Stated problem: Identify each line in the items below that contains the word "person", and copy those lines.

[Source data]
☆ ☆ ☆ ☆ ☆ ☆ ☆
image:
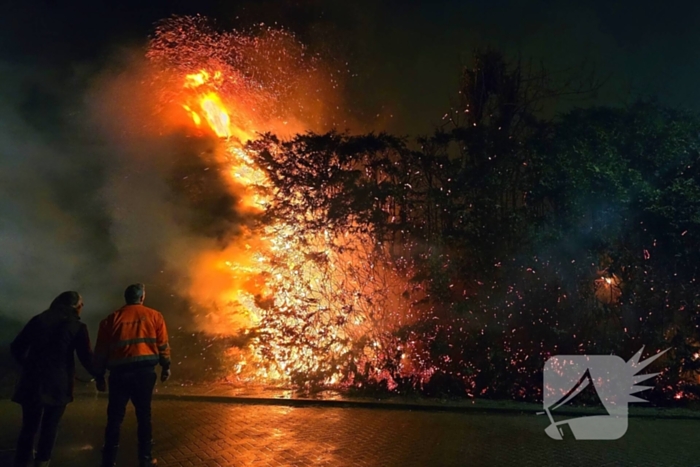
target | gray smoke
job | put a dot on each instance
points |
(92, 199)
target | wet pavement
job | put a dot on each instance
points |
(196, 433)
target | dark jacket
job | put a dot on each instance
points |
☆ ☆ ☆ ☆ ☆ ☆ ☆
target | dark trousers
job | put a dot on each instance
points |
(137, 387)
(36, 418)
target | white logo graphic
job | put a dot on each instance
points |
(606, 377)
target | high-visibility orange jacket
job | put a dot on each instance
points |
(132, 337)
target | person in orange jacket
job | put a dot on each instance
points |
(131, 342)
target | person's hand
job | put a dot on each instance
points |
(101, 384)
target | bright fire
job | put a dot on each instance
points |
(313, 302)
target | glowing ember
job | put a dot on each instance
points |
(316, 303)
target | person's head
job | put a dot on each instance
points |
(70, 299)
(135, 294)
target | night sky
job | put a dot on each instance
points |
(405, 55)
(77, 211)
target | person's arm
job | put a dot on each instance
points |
☆ ☆ ☆ ☆ ☆ ☆ ☆
Response:
target | person in orange jacket
target | person's hand
target | person's head
target | person's arm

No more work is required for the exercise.